Zitierter Auszug:

######

Die glorreichen Vier

Freie Hühner

Dies ist ein Hühnerartikel. Alle, die Hühner nicht so genial finden wie wir, sollten einen anderen Artikel lesen. Wer trotz der Warnung bleibt, wird es vielleicht lustig finden. Und auch traurig. Nicht gerade das, was in Zeiten wie diesen angebracht erscheint. Dieser Artikel wurde übrigens von keinem Huhn diktiert.

Das Landleben kann eines der härtesten sein. Wie bereits am Ende des Artikels über die Arche Warder erwähnt, hat sich die Konstellation unseres Hühnergrüppchen geändert. Wenn einer von uns mal wieder samstags morgens den Impfstoff für die Hennen holt, kommt stets die Frage: „Für wie viele Hühner?“

„Drei“ haben wir geantwortet, seitdem Björk damals von einem Greifvogel geholt worden war. Nun heißt es wieder „vier“ – aufgrund einer Minus-zwei-plus-drei-Rechnung. Egal, ob wir für drei oder vier gefiederte Freunde ordern, immer werden wir mit einem Lächeln bedacht. Vermutlich sind wir die Einzigen im Dunstkreis des hiesigen Geflügelzuchtvereins, die nicht nur wenige Hühner halten, sondern ihnen auch noch isländische Namen geben. Welche wir beim Abholen des Impfstoffs allerdings nie nennen müssen. Nur den Familiennamen.

Lange Zeit machten die Hennen also zu dritt die Gegend unsicher, und wir waren froh, dass der Greifvogel sich von dem im Überfluss vorhandenen Hundegebell und so stylischen Scheuchen wie Willi und Hansi sowie von dem Kürbiskopf mit seiner weithin leuchtenden Superkraft abschrecken ließ.

######

Bereitgestellte Angaben:
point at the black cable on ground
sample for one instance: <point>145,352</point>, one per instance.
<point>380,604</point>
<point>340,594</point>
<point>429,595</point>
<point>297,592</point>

######

Arbeitsanweisung: Gib aus dem Auszug über die Hühner den Abschnitt wortgetreu wieder, beginnend bei „Freie Hühner“ und endend bei „keinem Huhn diktiert.“. Die Einträge haben eine andere Herkunft als der Auszug über die Hühner.

Antwortteil:
Freie Hühner

Dies ist ein Hühnerartikel. Alle, die Hühner nicht so genial finden wie wir, sollten einen anderen Artikel lesen. Wer trotz der Warnung bleibt, wird es vielleicht lustig finden. Und auch traurig. Nicht gerade das, was in Zeiten wie diesen angebracht erscheint. Dieser Artikel wurde übrigens von keinem Huhn diktiert.